作業内容 a:
以下のレコードをすべて、列名「入力」と「出力」の2列CSVに整形せよ。レコード1件につき1行とし、そのレコードの指示文を「入力」に、答えを「出力」に、それぞれ改行をスペースに置き換えて二重引用符で囲んだ1フィールドとして入れ、画像は含めないこと。

【飲食・美容・不動産・建設業向け】個人事業主が経費にできる・できないもの、注意点、必要な書類などを徹底解説

公開日:2025.07.10

【飲食・美容・不動産・建設業向け】個人事業主が経費にできる・できないもの、注意点、必要な書類などを徹底解説

この記事で
わかること

  • 個人事業主が経費にできるもの・できないもの一覧
  • 4業種(飲食・美容・不動産・建設)別の経費例と注意点
  • 経費計上に必要な書類と不正計上のペナルティ
個人事業主として事業を営むうえで、経費計上を適切に行うことは重要です。必要経費を正しく把握することで、税負担の管理と確定申告をスムーズに進められます。

本記事では、個人事業主が経費にできる・できないものに加え、飲食業・美容業・不動産業・建設業別の具体例や、プライベートと事業の経費を区分する家事按分、必要な書類まで、確定申告に役立つ情報をわかりやすく解説します。

作業内容 b:
個人事業主の経費に関する記事について、次の問いに短く答えよ。
(i) 公開日はいつか。
(ii) 経費の具体例を取り上げる4業種はどれか。
(iii) プライベートと事業の経費を区分することを何と呼んでいるか。

提供資料:
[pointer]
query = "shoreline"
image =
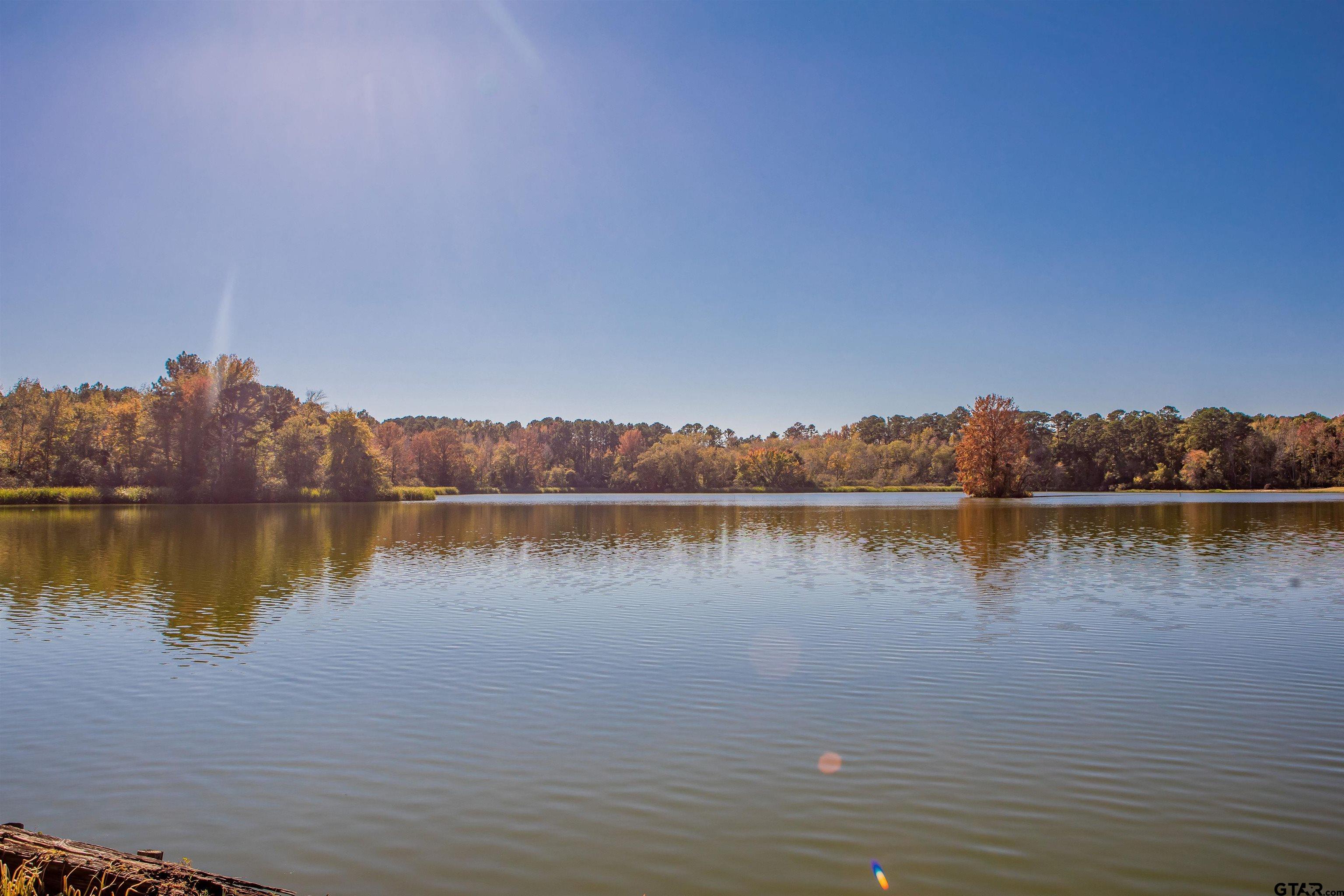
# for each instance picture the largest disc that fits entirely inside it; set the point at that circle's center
(88, 496)
(37, 863)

期待される出力 a:
入力,出力
"[pointer] query = ""shoreline"" image = # for each instance picture the largest disc that fits entirely inside it; set the point at that circle's center","(88, 496) (37, 863)"

期待される出力 b:
(i) 2025.07.10
(ii) 飲食業・美容業・不動産業・建設業
(iii) 家事按分